# What to produce:
Reproduce the portion of the section 1473.7 passage below that lies between "An appellate court may" and "527-528, fns. omitted.)", inclusive.

Pursuant to section 1473.7, subdivision (a)(1), "A person who is no longer in criminal custody may file a motion to vacate a conviction or sentence" if "[t]he conviction or sentence is legally invalid due to prejudicial error damaging the moving party's ability to meaningfully understand, defend against, or knowingly accept the actual or potential adverse immigration consequences of a conviction or sentence. A finding of legal invalidity may, but need not, include a finding of ineffective assistance of counsel." "When ruling on the motion: [¶] . . . [t]he court shall grant the motion to vacate the conviction or sentence if the moving party establishes, by a preponderance of the evidence, the existence of any of the grounds for relief specified in subdivision (a). For a motion made pursuant to paragraph (1) of subdivision (a), the moving party shall also establish that the conviction or sentence being challenged is currently causing or has the potential to cause removal or the denial of an application for an immigration benefit, lawful status, or naturalization." (§ 1473.7, subd. (e)(1).)

"To establish prejudicial error, a defendant must demonstrate a 'reasonable probability that the defendant would have rejected the plea if the defendant had correctly understood its actual or potential immigration consequences' [citation] and must corroborate any assertions with '" 'objective evidence'"' [citation]." (People v. Espinoza (2023) 14 Cal.5th 311, 316 (Espinoza).) "To determine whether there is a reasonable probability a defendant would have rejected a plea offer if he had understood its immigration consequences, courts must 'consider the totality of the circumstances.' [Citation.] 'Factors particularly relevant to this inquiry include the defendant's ties to the United States, the importance the defendant placed on avoiding deportation, the defendant's priorities in seeking a plea bargain, and whether the defendant had reason to believe an immigration-neutral negotiated disposition was possible.' [Citations.] Also relevant are the defendant's probability of obtaining a more favorable outcome if he had rejected the plea, as well as the difference between the bargained-for term and the likely term if he were convicted at trial. [Citation.] These factors are not exhaustive, and no single type of evidence is a prerequisite to relief." (Id. at pp. 320-321.)

"A defendant must provide '" objective evidence'"' to corroborate factual assertions. [Citation.] Objective evidence includes facts provided by declarations, contemporaneous documentation of the defendant's immigration concerns or interactions with counsel, and evidence of the charges the defendant faced." (Espinoza, supra, 14 Cal.5th at p. 321.)

"We apply independent review to evaluate whether a defendant has demonstrated a reasonable probability that he would have rejected the plea offer had he understood its immigration consequences." (Espinoza, supra, 14 Cal.5th at p. 319.)" '[U]nder independent review, an appellate court exercises its independent judgment to determine whether the facts satisfy the rule of law.' [Citation.] When courts engage in independent review, they should be mindful that' "[i]ndependent review is not the equivalent of de novo review...."' [Citation.]

An appellate court may not simply second-guess factual findings that are based on the trial court's own observations....' "[T]he credibility of witnesses the [superior court] heard and observed"' are entitled to particular deference, even though courts reviewing such claims generally may' "reach a different conclusion [from the trial court] on an independent examination of the evidence . . . even where the evidence is conflicting."' [Citation.] In section 1473.7 proceedings, appellate courts should similarly give particular deference to factual findings based on the trial court's personal observations of witnesses.... Ultimately it is for the appellate court to decide, based on its independent judgment, whether the facts establish prejudice under section 1473.7." (People v. Vivar (2021) 11 Cal.5th 510, 527-528, fns. omitted.)

# Data:
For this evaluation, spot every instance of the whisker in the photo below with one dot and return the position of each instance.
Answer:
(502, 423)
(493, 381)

==

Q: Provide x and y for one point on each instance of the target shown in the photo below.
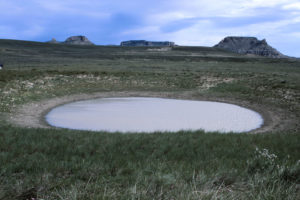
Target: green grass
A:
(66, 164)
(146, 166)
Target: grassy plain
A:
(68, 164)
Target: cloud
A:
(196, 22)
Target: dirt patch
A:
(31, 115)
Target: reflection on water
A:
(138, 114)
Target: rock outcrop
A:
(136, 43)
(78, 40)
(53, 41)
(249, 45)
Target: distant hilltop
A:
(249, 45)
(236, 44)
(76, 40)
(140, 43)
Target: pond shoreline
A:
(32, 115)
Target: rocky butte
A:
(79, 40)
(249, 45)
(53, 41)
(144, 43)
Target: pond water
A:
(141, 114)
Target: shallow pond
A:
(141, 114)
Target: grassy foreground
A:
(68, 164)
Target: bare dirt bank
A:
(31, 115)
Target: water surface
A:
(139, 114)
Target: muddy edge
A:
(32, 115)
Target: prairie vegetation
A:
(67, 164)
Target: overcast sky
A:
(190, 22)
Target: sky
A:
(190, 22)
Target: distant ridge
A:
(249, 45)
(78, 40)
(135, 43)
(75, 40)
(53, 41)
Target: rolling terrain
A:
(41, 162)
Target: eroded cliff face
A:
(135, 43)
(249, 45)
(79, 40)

# Result:
An appellate court may not simply second-guess factual findings that are based on the trial court's own observations....' "[T]he credibility of witnesses the [superior court] heard and observed"' are entitled to particular deference, even though courts reviewing such claims generally may' "reach a different conclusion [from the trial court] on an independent examination of the evidence . . . even where the evidence is conflicting."' [Citation.] In section 1473.7 proceedings, appellate courts should similarly give particular deference to factual findings based on the trial court's personal observations of witnesses.... Ultimately it is for the appellate court to decide, based on its independent judgment, whether the facts establish prejudice under section 1473.7." (People v. Vivar (2021) 11 Cal.5th 510, 527-528, fns. omitted.)